Das heißt, die Männer sind schuld an der Unterdrückung des Frauenfußballs?

Na ja, die Welt des Fußballs ist eben noch sehr männlich geprägt in Spanien. Viele Männer betrachten Frauenfußball nicht als Fußball. Sie machen abschätzige Bemerkungen und messen uns mit männlichen Maßstäben. Das ist ungerecht.

Wie meinen Sie das?

Frauenfußball wird in der Regel, wenn er überhaupt registriert wird, von Männern bewertet und kritisiert. Da werden dann Äpfel mit Birnen verglichen. Natürlich kann eine Frau einem männlichen Fußballer körperlich nicht das Wasser reichen. Sie ist auch nicht ganz so schnell wie er. Aber technisch kann sie ihm durchaus ebenbürtig oder überlegen sein. Ich möchte, dass die Fußballerinnen für ihre Leistungen kritisiert werden und nicht für die Tatsache, dass sie Frauen sind. In der Welt des Fußballs ist es echtes Pech, wenn man als Mädchen geboren wurde.

Welche Möglichkeiten sehen Sie, den Frauenfußball zu fördern?

Das muss schon in der Schule, sprich: an der Basis, passieren. Wir müssen uns mit den Schulen kurzschließen und Mädchenfußball anbieten. Es müssen Turniere zwischen den Schulen ausgespielt werden, dann rollt das langsam an. Aber da muss sehr viel Überzeugungsarbeit geleistet werden. Vor allem bei den Eltern.

Wie ist die wirtschaftliche Situation im Frauenfußball?

(Datensatzeinträge)
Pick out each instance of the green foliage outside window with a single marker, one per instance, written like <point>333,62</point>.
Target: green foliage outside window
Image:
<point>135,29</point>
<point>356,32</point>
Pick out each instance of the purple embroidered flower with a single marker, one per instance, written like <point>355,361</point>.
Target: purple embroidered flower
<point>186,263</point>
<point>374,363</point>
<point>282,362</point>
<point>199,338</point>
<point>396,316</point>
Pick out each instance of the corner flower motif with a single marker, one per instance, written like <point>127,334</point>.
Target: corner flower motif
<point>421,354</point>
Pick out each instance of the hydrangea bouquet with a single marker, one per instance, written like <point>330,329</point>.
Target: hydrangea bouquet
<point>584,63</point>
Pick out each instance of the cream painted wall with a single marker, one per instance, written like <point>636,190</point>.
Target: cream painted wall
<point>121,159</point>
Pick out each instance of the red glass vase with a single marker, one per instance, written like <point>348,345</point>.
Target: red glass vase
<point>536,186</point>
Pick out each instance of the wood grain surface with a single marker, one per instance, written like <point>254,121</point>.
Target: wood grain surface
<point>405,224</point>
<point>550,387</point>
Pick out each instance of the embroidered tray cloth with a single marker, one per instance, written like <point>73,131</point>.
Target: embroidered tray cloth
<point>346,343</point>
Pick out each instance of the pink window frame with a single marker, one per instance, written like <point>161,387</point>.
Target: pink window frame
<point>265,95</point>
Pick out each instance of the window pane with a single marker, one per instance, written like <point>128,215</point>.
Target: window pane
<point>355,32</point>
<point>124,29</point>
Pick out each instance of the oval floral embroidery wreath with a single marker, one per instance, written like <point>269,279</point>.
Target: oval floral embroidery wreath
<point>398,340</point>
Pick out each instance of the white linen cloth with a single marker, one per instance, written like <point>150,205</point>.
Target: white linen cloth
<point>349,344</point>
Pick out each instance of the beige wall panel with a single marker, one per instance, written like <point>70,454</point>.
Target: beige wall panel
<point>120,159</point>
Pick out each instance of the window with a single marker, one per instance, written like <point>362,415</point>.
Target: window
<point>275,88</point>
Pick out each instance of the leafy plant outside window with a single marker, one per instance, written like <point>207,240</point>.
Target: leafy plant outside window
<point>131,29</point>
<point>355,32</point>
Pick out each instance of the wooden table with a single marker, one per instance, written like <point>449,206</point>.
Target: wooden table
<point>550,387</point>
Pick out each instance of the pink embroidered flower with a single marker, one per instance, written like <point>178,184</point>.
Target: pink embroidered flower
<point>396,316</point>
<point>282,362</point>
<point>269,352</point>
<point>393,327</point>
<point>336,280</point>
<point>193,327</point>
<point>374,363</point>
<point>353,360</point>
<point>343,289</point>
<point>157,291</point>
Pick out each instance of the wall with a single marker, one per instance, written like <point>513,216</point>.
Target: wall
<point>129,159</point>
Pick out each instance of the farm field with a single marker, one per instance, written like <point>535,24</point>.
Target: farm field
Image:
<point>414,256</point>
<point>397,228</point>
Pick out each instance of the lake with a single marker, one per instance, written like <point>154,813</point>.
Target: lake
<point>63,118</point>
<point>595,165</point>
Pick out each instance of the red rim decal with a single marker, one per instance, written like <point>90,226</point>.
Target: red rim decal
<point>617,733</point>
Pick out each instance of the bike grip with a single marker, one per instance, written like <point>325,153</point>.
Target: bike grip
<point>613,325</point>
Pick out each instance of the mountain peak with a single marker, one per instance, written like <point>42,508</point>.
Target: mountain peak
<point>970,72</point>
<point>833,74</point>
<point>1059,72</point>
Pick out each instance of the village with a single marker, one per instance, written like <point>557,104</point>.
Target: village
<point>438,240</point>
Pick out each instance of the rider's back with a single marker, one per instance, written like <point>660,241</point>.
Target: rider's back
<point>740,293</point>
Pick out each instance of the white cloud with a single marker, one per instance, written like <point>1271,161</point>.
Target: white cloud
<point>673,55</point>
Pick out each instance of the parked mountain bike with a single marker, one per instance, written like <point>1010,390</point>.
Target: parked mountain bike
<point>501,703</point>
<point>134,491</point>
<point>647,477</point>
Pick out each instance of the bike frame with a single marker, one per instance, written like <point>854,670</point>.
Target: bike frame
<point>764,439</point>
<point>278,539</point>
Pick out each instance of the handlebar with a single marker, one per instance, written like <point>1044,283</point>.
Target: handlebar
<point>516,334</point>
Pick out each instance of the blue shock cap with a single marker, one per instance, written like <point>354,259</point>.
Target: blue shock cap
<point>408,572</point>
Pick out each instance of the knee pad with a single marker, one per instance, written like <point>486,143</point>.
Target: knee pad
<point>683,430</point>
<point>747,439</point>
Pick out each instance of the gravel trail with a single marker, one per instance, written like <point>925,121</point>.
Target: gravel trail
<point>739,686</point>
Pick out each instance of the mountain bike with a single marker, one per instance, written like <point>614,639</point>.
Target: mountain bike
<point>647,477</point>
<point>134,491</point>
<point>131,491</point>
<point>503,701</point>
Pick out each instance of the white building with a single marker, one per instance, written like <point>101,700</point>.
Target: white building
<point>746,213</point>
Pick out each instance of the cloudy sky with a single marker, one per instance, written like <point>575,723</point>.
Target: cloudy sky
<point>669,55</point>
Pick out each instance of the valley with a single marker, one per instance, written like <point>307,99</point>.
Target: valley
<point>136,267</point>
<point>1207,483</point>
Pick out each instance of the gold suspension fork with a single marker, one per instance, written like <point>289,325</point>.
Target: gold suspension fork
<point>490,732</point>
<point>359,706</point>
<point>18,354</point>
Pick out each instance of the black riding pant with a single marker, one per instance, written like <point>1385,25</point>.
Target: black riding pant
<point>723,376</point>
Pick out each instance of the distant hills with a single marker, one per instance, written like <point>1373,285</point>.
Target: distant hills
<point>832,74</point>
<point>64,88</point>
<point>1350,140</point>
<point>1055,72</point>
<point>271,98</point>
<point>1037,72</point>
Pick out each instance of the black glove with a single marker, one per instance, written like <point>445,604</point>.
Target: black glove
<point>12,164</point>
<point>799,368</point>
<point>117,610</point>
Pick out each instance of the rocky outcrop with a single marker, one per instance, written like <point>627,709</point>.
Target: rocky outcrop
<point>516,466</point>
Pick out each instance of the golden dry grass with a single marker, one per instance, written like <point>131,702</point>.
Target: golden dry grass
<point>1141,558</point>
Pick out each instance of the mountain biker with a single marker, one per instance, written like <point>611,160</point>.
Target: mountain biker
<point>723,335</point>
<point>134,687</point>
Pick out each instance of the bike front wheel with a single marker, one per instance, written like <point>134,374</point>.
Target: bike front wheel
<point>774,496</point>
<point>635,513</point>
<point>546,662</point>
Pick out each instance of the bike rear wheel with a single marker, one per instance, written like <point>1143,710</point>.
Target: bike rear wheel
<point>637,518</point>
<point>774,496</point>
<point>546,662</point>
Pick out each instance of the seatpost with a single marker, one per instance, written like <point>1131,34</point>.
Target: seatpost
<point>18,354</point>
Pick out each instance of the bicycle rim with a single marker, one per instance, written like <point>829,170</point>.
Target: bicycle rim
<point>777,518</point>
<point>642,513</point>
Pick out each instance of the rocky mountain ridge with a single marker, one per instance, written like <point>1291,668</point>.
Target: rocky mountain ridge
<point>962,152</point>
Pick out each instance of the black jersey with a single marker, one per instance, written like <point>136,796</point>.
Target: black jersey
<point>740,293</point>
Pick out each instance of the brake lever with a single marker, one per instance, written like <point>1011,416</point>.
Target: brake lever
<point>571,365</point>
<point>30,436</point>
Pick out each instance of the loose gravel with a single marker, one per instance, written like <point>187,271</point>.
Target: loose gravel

> _ZU ERLEDIGENDE AUFGABEN_
1) Gib die Zeilen der Einträge von der Zeile mit „Pick out each instance of the bike frame“ bis zur Zeile mit „<point>516,334</point>“ einschließlich noch einmal wieder, die Anweisungen mitsamt ihren Beispielangaben unverändert. Verschiebe dabei nur jede Koordinate in den Antworten um 57.
2) Führe das Interview über Frauenfußball in Spanien dort fort, wo es aufhört.

> _ALS ANTWORT_
1)
Pick out each instance of the bike frame with a single marker, one per instance, written like <point>854,670</point>.
Target: bike frame
<point>821,496</point>
<point>335,596</point>
Pick out each instance of the handlebar with a single marker, one per instance, written like <point>1044,283</point>.
Target: handlebar
<point>573,391</point>

2)
Wir finden einfach keine Sponsoren für die Clubs oder auch für Turniere. Wir haben schon viel probiert, aber keine Gemeinde, keine Bank will auch nur einen Cent geben. Erst muss sich die Mentalität der Leute ändern. Dazu kommt, dass die Entscheidungsträger über Sponsoring meistens Männer sind. Außerdem fehlen uns die Fernseheinnahmen. Kein Sender überträgt Frauenfußball. Nicht einmal das Regionalprogramm von IB3. Die Sender befürchten, dass sie mit Frauen keine Quote erzielen. Ich meine aber, dass ein öffentlicher Sender Frauenfußball zeigen sollte. Er hat schließlich einen öffentlichen Auftrag und ist nicht so sehr auf die Quote und die damit verbundenen Werbegelder angewiesen.

Wie stellt sich die Situation momentan auf Mallorca dar?

Es gibt auf der Insel nur sehr wenige registrierte Spielerinnen. Derzeit sind es genau 666. Allerdings ist die Zahl in den vergangenen zwei Jahren um 100 gestiegen. Es gibt in Spanien eine erste Liga, die sogenannte Superliga. Die Mannschaft aus Coll d´en Rabassa spielt seit zwei Jahren erfolgreich in dieser Klasse. Mit Real Mallorca und Sporting Ciutat de Palma haben wir zwei Mannschaften in der Segunda División. Dann gibt es die Liga Autonómica mit zwölf Teams aus Mallorca und je einem aus Ibiza und Menorca. Darunter gibt es noch die Liga Regional. Die „Liga de Fútbol 7 Femenino" ist für Mädchen ab zehn Jahren. Allerdings spielen die Mädchen auf Mallorca bis zu einem Alter von 13 bis 14 Jahren in gemischten Teams mit Jungen.

Finden Sie es gut, dass Mädchen und Jungen zusammenspielen?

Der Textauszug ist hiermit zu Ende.